**Excerpt provided:**
::::::::::

The interior of the church with its altars and other furniture hosts several art works. Pavao Riedl made some very interesting woodcutting works. He is also the author of five stone sculptures within the façade niches that represents: Our Lady, St. Paul, St. Peter, hermit Anthony and hermit Paul. The sculptures were made between 1755 and 1772.

The walls of the two chapels are decorated with leather tapestry which are embossed with gold plated patterns of large fruits and flowers.

These artworks were made in Venice at the end of the 18th century and represent one of the most beautiful examples of such decorations in Istria.

The church has also the organ that was built in 1770 by the organ maker from Ljubljana Janez Juraj Eisel. Every year Istria hosts the Organnum Histriae Festival and also the organ from this church is used by the artists from all over the World during the programme that takes place in various churches spread all over Istria.

Pauline Monks were known for their pharmacy knowledge and were known also as teachers. This Monastery hosted a Pharmacy and the Philosophy study that was introduced Sv. Petar u Sumi already in the 17th century.

In Sv. Petar u Sumi’s photo gallery you will find few pictures of the Monastery.  


It is known that nearby Sv. Petar u Sumi there was a prehistoric hill fort settlement and a Roman settlement. This is not Sv. Petar u Sumi but another settlement that had different names in its long history like: Vicinato, Castrum Vicinatus, Vicini, Vicino San Pietro and also Visinada.

This settlement was owned by Bishops from Porec as indicated in a document from 1178 made by the Pope Alessandro III.

In the 14th century there was an attempt made by Enrico II Count of Gorizia to conquer this settlement but another document from 1348 confirm that at the time the settlement belonged to the Aquileia Patriarchs. Later on the owners of that land and some other properties became the Monks from Sv. Petar u Sumi until the Order was closed.

The origin of Sv. Petar u Sumi dates back into the 11th century and as is written above it was established by the Benedictine Order. The church was built by the Benedictine Order in the first half of the 12th century.

::::::::::

**Source information:**
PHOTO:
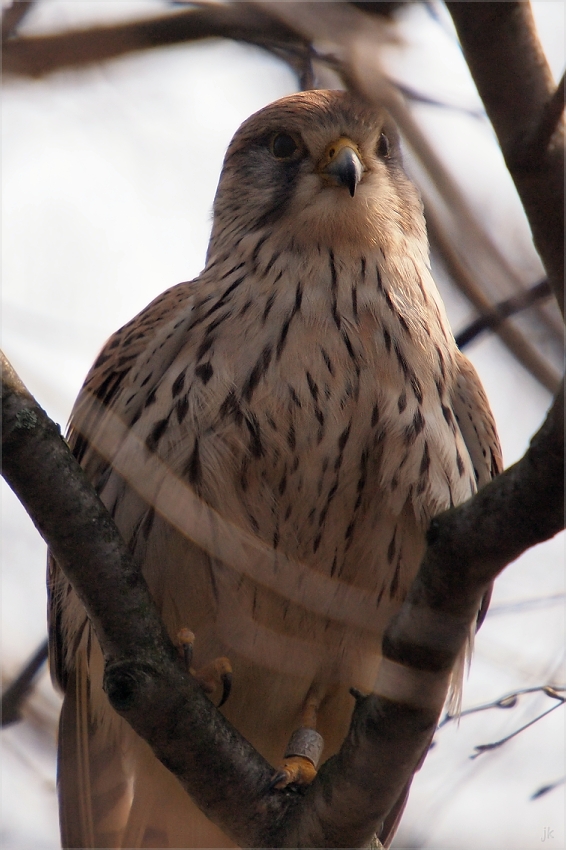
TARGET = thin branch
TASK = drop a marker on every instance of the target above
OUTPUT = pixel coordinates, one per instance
(354, 39)
(484, 748)
(38, 55)
(492, 319)
(544, 789)
(18, 691)
(12, 17)
(508, 701)
(391, 728)
(148, 686)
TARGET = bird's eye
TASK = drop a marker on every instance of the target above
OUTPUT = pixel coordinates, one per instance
(283, 146)
(383, 147)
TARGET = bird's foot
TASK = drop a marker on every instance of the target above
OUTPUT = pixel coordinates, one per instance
(300, 760)
(210, 677)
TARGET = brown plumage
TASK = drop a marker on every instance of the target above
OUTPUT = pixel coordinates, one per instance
(307, 388)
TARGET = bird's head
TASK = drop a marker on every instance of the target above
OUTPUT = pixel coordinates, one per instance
(318, 167)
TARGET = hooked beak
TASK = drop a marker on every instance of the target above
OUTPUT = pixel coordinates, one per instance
(342, 164)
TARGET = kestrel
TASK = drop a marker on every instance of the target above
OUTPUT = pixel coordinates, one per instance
(307, 388)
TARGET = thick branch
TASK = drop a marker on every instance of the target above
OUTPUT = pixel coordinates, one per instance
(390, 729)
(514, 81)
(38, 55)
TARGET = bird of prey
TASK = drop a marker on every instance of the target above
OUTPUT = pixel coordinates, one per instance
(307, 389)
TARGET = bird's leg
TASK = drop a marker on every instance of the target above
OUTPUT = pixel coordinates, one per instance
(304, 748)
(209, 677)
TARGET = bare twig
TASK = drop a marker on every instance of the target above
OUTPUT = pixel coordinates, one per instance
(355, 40)
(493, 318)
(12, 16)
(390, 729)
(38, 55)
(484, 748)
(508, 701)
(544, 789)
(508, 65)
(17, 691)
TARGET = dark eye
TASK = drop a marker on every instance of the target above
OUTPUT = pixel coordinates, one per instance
(283, 146)
(383, 147)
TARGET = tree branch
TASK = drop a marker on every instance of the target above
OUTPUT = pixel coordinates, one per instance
(390, 729)
(514, 81)
(38, 55)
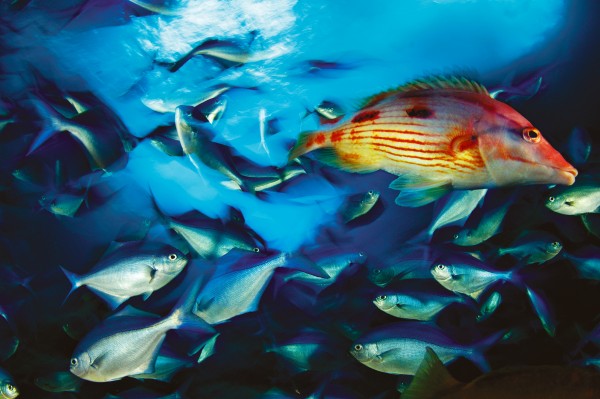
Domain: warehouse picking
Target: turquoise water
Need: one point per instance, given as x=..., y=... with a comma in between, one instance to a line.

::::::::::

**To do:** Reproduce the passage on Sv. Petar u Sumi word for word, from start to finish. The entries were taken from a different source than the passage on Sv. Petar u Sumi.

**Answer to the exercise:**
The interior of the church with its altars and other furniture hosts several art works. Pavao Riedl made some very interesting woodcutting works. He is also the author of five stone sculptures within the façade niches that represents: Our Lady, St. Paul, St. Peter, hermit Anthony and hermit Paul. The sculptures were made between 1755 and 1772.

The walls of the two chapels are decorated with leather tapestry which are embossed with gold plated patterns of large fruits and flowers.

These artworks were made in Venice at the end of the 18th century and represent one of the most beautiful examples of such decorations in Istria.

The church has also the organ that was built in 1770 by the organ maker from Ljubljana Janez Juraj Eisel. Every year Istria hosts the Organnum Histriae Festival and also the organ from this church is used by the artists from all over the World during the programme that takes place in various churches spread all over Istria.

Pauline Monks were known for their pharmacy knowledge and were known also as teachers. This Monastery hosted a Pharmacy and the Philosophy study that was introduced Sv. Petar u Sumi already in the 17th century.

In Sv. Petar u Sumi’s photo gallery you will find few pictures of the Monastery.  


It is known that nearby Sv. Petar u Sumi there was a prehistoric hill fort settlement and a Roman settlement. This is not Sv. Petar u Sumi but another settlement that had different names in its long history like: Vicinato, Castrum Vicinatus, Vicini, Vicino San Pietro and also Visinada.

This settlement was owned by Bishops from Porec as indicated in a document from 1178 made by the Pope Alessandro III.

In the 14th century there was an attempt made by Enrico II Count of Gorizia to conquer this settlement but another document from 1348 confirm that at the time the settlement belonged to the Aquileia Patriarchs. Later on the owners of that land and some other properties became the Monks from Sv. Petar u Sumi until the Order was closed.

The origin of Sv. Petar u Sumi dates back into the 11th century and as is written above it was established by the Benedictine Order. The church was built by the Benedictine Order in the first half of the 12th century.